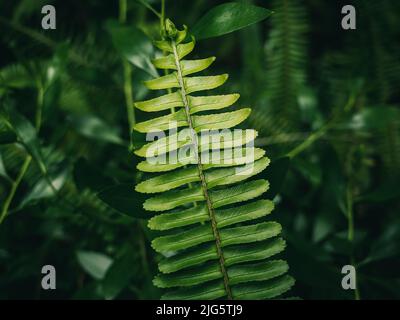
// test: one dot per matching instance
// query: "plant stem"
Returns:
(127, 74)
(14, 187)
(28, 159)
(201, 174)
(148, 6)
(350, 232)
(322, 131)
(162, 18)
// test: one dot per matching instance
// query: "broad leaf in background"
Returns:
(46, 187)
(125, 199)
(26, 134)
(374, 118)
(228, 17)
(7, 137)
(386, 246)
(275, 174)
(87, 175)
(93, 127)
(120, 273)
(94, 263)
(132, 44)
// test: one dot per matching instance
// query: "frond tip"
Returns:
(218, 241)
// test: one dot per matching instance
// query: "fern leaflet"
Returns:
(214, 246)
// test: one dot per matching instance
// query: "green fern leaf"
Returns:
★ ★ ★ ★ ★
Return all the entries word for word, but omit any pictures they contain.

// test: one dot per matching instance
// query: "plant stem"
Returns:
(127, 74)
(14, 187)
(28, 159)
(201, 174)
(148, 6)
(350, 232)
(322, 131)
(162, 18)
// test: one dot per matching instance
// query: "broad leaf in background"
Returns:
(46, 187)
(125, 199)
(26, 134)
(374, 118)
(228, 17)
(7, 137)
(386, 246)
(275, 174)
(87, 175)
(93, 127)
(120, 273)
(94, 263)
(132, 44)
// test: one dot per matching instance
// query: "frond tip"
Returns:
(218, 241)
// test: one dot per matching instance
// query: "fern leaflet"
Returns:
(214, 246)
// test: one dot per matching instance
// query: "green fern leaf"
Returns:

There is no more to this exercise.